• **文本节选**:
1973年10月6日,“赎罪日战争”突然爆发,勃列日涅夫与尼克松的伙伴关系因此而受到了挑战。对于苏联在这场战争中扮演的角色,长期以来存在很大的争议。由于有了苏联的资深官员,尤其是苏联高级外交官维克托·伊斯拉埃良的回忆,对于事情的来龙去脉,现在可以有非常透彻的分析。在这次的战争爆发过程中,一个关键的角色是埃及总统安瓦尔·萨达特(Anwar Sadat)。为了恢复阿拉伯人的尊严以及失去的领土,他准备对以色列发动出其不意的进攻。他瞒过了政治局和驻埃及的苏联代表——尽管克格勃和军方对于此次进攻的准备情况肯定是知情的。就像对早先的北越一样,克里姆林宫的各位领导人无法控制或约束他们在国外的代理人。

尼克松对莫斯科的访问让那位埃及领导人感到很不是滋味,因为苏美修好有可能意味着它们会联手主张维持中东地区的现状,于是他便着手策划一个两面派的花招。他宣布将17000名苏联军事顾问和专家逐出埃及。尼克松立即通过秘密渠道向勃列日涅夫表示,他对萨达特的决定毫不知情,也没有与他有过秘密接触。实际上,美国当时对于萨达特发出的秘密信号迅速做出了回应。

勃列日涅夫对于埃及和叙利亚的备战很是关切。他本来更愿意与美国共同努力,防止中东战火重燃。他在1973年夏访问华盛顿期间警告过尼克松,莫斯科几乎无法控制它的阿拉伯朋友。尼克松和基辛格对于勃列日涅夫的警告没有当真,也没再追问此事。基辛格想要削弱苏联在中东的影响,所以他不想让莫斯科在那里扮演和平设计师的角色。此外,一心想从越南撤军的美国人也没有注意到,在另外一个地区,气氛正变得越来越紧张。既然美国人不愿意一同行动,苏联领导层也就看不出有什么理由要向以色列发出警报,说阿拉伯人即将进攻了。

• **待办事项**:
**1.** 请用两句话概括这段关于赎罪日战争的节选。
**2.** 请从这段关于赎罪日战争的节选的最后一句之后接着续写下去。

[关于物体出现位置的数据集条目]
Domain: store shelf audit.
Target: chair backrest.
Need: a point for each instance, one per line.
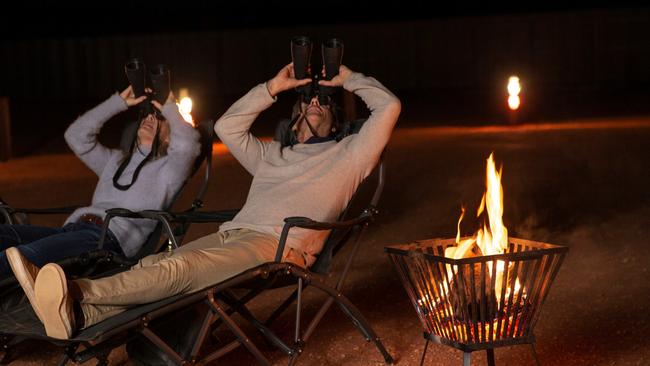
(206, 131)
(366, 197)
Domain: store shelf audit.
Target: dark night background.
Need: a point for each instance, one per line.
(576, 171)
(450, 64)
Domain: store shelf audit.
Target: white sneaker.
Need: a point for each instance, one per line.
(25, 272)
(53, 299)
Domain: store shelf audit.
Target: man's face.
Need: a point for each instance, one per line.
(317, 114)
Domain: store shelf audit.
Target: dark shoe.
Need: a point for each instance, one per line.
(25, 272)
(52, 297)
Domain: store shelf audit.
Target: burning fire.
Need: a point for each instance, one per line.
(488, 240)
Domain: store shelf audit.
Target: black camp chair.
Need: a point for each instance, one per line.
(101, 262)
(220, 301)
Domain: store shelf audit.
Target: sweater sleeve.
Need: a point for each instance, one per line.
(184, 144)
(233, 127)
(384, 107)
(81, 136)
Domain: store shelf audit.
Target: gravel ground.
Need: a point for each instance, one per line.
(582, 184)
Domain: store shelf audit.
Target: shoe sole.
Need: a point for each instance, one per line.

• **练习答案**:
**1.** 1973年10月"赎罪日战争"爆发,埃及总统萨达特为恢复阿拉伯人的尊严和失去的领土,瞒着苏联政治局和驻埃及的苏联代表准备突袭以色列,克里姆林宫无法约束这位在国外的代理人。勃列日涅夫曾警告尼克松莫斯科几乎无法控制阿拉伯朋友,但尼克松和基辛格没有当真,基辛格还想削弱苏联在中东的影响,因此苏联领导层也不认为有理由向以色列发出警报。

**2.**
苏联军政领导人想帮助安瓦尔·萨达特打败以色列并收复埃及的领土。不过,从一开始,他们就感到阿拉伯人肯定会输掉战争。结果证明这种预感是正确的,于是他们就改变主意,想防止自己的阿拉伯盟友彻底崩溃。在“赎罪日战争”的形势急转直下的时候,勃列日涅夫不得不同时扮演两种角色:一是作为政治局领袖,另一个是作为倡导缓和的国务活动家。他以惊人的技巧完成了这项工作。他巧妙地压制住了想要采取严厉行动的强硬派的气焰。例如,他派主张行动的柯西金秘密访问开罗——在那里,这位苏联部长会议主席试图让萨达特听从苏联的建议,但却白费口舌。他还排挤掉了既好斗又无知的波德戈尔内。这位克里姆林宫的领导人始终坚称,他是本着缓和与“基本原则”及防止核战争协议的精神,把跟美国政府的携手合作放在第一位。基辛格在自己的顾问圈子里承认,苏联人“在所有方面都尽力表现得相当通情达理。即便是在中东,我们在那里的政治战略使他们的境况极为窘迫,他们也没有真的想要修理我们”。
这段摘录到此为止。